[Task to complete]
Continue the overview of the Biological Design Center's research themes, starting right after its last sentence.

[Text excerpt]
────────────────────────────────────────

Nature creates highly adaptable and efficient biological systems. Our goal at the Biological Design Center is to unlock these design principles and reengineer them for applications in human health and the environment. Research at the BDC spans four major themes.
Molecular
BDC researchers reengineer proteins and small molecules with the goal of designing new ways to control and visualize cells. From re-designing cell signaling pathways to engineering new probes for imaging and analysis, our teams search for critical modules used in nature, understand their mechanisms of function, and shape them into new classes of tools for cellular control and beyond. These tools are enabling better understanding of cellular processes in physiology and disease and forming the basis for new potential research tools and therapeutic approaches.
Cellular
Our teams are working at the forefront of synthetic biology, increasing the control and robustness of cellular switches. We are focusing on improving the robustness of cellular engineering with a special focus on cellular switches and applications in synthetic biology for mammalian, yeast, and bacterial applications. Our projects include generation of controllable gene expression in bacteria, reengineering macrophages for applications in inflammation, and development of novel software that integrates with robotics to design and automate synthetic circuit development.
Tissue
BDC researchers are designing, building, and studying engineered tissues for in vitro and in vivo applications. Using forward and reverse engineering approaches to probe structure and organization of cells within tissues, we are pioneering the science of tissue assembly and function. Our researchers are developing cutting-edge tools to organize cells into complex 3D tissue architectures, studying how they interact within these environments, and using these insights to build in vitro biomimetic models of tissue physiology and disease as well as therapeutics for regenerative medicine.

────────────────────────────────────────

(Saved data entries)
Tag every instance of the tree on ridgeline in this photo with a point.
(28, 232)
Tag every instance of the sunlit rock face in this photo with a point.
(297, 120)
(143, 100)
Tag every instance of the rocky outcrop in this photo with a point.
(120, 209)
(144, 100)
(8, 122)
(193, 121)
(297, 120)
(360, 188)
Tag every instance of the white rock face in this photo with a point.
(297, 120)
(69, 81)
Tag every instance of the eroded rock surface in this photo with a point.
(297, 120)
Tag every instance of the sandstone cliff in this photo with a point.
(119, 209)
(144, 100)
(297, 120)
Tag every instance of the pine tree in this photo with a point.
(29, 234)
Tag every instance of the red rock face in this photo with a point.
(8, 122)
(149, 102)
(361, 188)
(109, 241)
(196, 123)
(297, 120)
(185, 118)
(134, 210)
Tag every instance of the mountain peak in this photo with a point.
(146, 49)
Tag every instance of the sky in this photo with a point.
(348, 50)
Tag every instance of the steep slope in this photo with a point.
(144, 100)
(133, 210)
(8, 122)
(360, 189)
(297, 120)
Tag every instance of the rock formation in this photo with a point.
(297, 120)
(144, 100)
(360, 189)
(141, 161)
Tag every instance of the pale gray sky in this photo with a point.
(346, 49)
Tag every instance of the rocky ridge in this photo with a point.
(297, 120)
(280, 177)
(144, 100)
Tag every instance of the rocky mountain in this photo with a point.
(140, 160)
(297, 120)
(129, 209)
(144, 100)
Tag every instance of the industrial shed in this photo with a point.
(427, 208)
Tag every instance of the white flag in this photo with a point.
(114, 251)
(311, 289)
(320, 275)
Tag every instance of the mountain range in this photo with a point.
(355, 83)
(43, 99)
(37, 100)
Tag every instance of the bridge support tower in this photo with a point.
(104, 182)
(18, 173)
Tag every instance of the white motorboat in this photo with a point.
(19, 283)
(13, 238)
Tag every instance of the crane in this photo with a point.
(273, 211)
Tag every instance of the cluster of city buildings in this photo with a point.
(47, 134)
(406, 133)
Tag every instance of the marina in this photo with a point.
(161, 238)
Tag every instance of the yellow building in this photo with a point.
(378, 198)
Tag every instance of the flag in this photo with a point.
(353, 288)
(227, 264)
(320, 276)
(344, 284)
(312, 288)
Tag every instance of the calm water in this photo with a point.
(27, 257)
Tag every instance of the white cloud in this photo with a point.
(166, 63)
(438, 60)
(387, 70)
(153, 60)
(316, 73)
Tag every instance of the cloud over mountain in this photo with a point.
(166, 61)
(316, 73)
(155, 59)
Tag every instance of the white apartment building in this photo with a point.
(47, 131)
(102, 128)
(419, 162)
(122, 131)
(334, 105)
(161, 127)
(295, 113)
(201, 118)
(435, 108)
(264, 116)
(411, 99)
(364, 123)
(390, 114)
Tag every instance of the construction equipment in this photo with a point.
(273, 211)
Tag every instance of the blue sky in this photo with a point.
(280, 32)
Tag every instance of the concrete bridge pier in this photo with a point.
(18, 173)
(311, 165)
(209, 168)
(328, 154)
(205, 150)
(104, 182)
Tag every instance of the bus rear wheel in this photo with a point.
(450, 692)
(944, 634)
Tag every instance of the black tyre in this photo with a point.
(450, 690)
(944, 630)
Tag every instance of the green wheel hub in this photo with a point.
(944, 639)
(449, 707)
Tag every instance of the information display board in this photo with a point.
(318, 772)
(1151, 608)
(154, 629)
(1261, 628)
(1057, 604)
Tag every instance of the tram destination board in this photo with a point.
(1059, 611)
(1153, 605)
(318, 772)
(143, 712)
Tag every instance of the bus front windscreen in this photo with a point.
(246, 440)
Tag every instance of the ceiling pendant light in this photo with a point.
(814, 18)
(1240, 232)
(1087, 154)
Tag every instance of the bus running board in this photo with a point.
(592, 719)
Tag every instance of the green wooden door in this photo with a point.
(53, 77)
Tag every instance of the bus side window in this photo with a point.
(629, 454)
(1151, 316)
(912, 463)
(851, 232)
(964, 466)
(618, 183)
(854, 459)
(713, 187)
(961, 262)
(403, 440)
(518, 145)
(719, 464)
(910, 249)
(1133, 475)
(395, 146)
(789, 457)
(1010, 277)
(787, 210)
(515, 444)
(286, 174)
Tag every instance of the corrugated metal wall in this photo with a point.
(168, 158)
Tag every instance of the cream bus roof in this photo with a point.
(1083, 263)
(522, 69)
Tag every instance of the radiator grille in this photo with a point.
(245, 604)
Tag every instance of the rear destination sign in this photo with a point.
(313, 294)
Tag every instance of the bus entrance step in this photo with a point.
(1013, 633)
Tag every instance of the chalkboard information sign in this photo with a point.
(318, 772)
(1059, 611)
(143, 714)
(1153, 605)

────────────────────────────────────────

[Exercise output]
Microbial
BDC teams are focused on understanding and reengineering both individual microbes and whole ecosystems. Through a combination of computational modeling and experimental biology, BDC researchers are exploring microbial communities with a focus on interactions that generate complex ecosystems, signaling between complex networks that enable coordinated group dynamics, engineering individual microbe expression systems to monitor community dynamics, and engineering microbial metabolism.
Biology has long been a discipline of observation, dissection, and classification of the natural world.
The field is now poised to become increasingly predictive, engineerable, and much broader in scope. Therefore, to understand the processes that define life, and to unlock its underlying design logic, we must understand how the component “parts” in biological systems come together to create complex structures with diverse capabilities.
At the BDC, we bring together expertise from across multiple disciplines including biology, engineering, physics, and chemistry. We use forward engineering technologies to build biological devices and systems from simple components (molecules, cells, extracellular materials). Our designer biological systems and technologies are poised to drive next-generation therapeutics, novel environmental solutions, and products in the bioeconomy.